(Records from a data collection)
------------------------------------------------------------------------

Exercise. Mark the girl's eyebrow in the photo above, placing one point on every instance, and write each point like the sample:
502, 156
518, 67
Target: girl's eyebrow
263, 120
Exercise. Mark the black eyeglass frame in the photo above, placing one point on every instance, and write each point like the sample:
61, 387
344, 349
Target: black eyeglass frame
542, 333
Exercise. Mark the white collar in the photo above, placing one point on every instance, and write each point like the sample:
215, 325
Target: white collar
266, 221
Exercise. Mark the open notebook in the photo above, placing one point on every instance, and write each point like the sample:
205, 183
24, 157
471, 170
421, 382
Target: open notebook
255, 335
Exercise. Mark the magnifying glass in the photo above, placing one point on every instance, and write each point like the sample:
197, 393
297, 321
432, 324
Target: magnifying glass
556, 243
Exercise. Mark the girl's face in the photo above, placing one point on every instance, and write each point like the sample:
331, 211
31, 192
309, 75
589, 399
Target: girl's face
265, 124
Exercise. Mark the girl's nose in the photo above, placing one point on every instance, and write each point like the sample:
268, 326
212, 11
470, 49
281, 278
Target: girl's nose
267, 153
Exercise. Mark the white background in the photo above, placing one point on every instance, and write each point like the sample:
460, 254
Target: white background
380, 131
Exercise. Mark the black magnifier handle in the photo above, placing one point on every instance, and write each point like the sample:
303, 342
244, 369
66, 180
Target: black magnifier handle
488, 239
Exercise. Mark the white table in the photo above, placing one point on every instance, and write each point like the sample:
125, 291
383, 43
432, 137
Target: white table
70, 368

------------------------------------------------------------------------

EXERCISE BRIEF:
Every record above has to appear again, word for word.

WRITTEN ANSWER:
Exercise. Mark the girl's eyebrow in the photo above, placing one point on every instance, and write each point like the sample:
502, 156
518, 67
Target: girl's eyebrow
263, 120
Exercise. Mark the black eyeglass frame in the photo above, placing one point on every instance, and write each point like the sample:
61, 387
344, 349
Target: black eyeglass frame
542, 333
Exercise. Mark the white collar in the photo above, placing one point on every instance, and write each point like the sample:
215, 325
Target: white collar
266, 221
Exercise. Mark the open notebook in the photo above, placing one point on every instance, and write each point like the sample:
205, 183
24, 157
471, 170
421, 382
Target: open notebook
255, 335
Exercise. Mark the magnifying glass in the photo above, placing one point on every instance, and write each point like the sample:
197, 393
297, 321
432, 324
Target: magnifying glass
556, 243
Exercise. Mark the girl's face in the photo above, placing one point on every instance, and write each point like the sample:
331, 211
31, 192
309, 75
589, 399
Target: girl's face
265, 124
Exercise. Mark the girl's nose in the photo above, placing one point on every instance, and write each point like the sample:
268, 326
212, 11
470, 49
281, 278
Target: girl's nose
267, 153
Exercise. Mark the white background in the photo above, placing one point on every instance, and write each point like the sample:
460, 254
Target: white background
380, 131
Exercise. Mark the black magnifier handle in the photo above, placing one point on every instance, and write each point like the sample:
303, 342
244, 369
66, 180
Target: black magnifier handle
488, 239
Exercise. Mark the white table in the photo above, placing one point on every instance, and write each point like the sample:
125, 291
383, 43
432, 137
Target: white table
70, 368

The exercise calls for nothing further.